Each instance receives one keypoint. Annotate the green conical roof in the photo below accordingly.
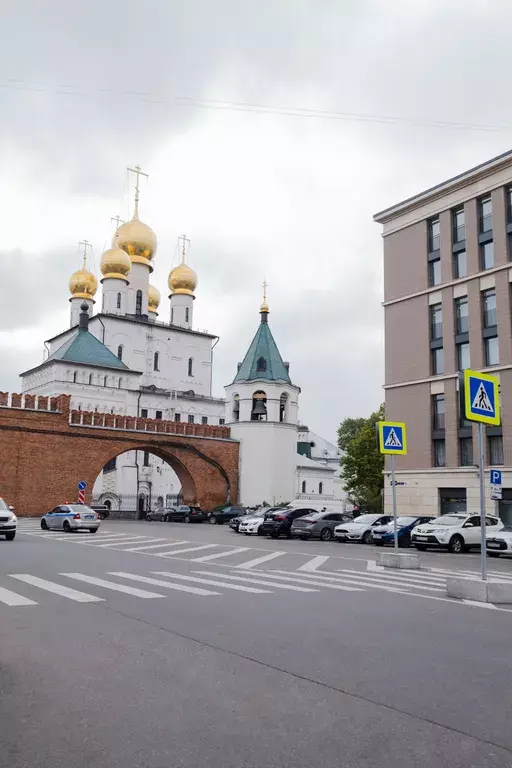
(263, 359)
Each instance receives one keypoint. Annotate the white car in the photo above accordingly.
(457, 533)
(361, 529)
(499, 542)
(8, 521)
(71, 517)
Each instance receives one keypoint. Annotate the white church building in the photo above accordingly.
(120, 358)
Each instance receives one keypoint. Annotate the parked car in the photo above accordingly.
(385, 534)
(360, 529)
(71, 517)
(8, 521)
(279, 522)
(319, 525)
(499, 543)
(457, 533)
(252, 523)
(224, 515)
(185, 514)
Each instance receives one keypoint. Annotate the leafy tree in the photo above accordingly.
(362, 464)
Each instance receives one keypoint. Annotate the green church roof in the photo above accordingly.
(263, 359)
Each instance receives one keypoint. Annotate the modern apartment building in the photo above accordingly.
(447, 300)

_ _ _ _ _ _ _

GOAL OF THE EXERCISE – Please reproduce the full listing above line for line, offsetting every x and y coordinate in the keypoints by -33, and leave the picture out of your reply.

SOLUTION TO THE PROBLEM –
Each instance receives one keypoint. Annotate the green conical roof in the photo below accordingly.
(230, 326)
Each instance receives one keypoint. Annotate the white car in the photo above accordingly.
(424, 500)
(328, 496)
(466, 509)
(-25, 488)
(38, 484)
Each instance receives one keypoint. Annotate the white church building in the photo above accordingly.
(87, 325)
Each instance receives one keypoint. Annotate the parked car in the photo above accordingly.
(352, 501)
(327, 496)
(38, 484)
(-25, 488)
(246, 489)
(286, 492)
(466, 510)
(424, 500)
(219, 490)
(191, 482)
(152, 481)
Each instance receives one keypoint. Annotate the leafy tree in the photo above accordingly.
(329, 431)
Each instance receives one keypoint. Annotate the green church roof in the photo above accordingly.
(230, 326)
Each instance receives one keypoint. Annotate the modern apartment building in the photo above accordingly.
(414, 267)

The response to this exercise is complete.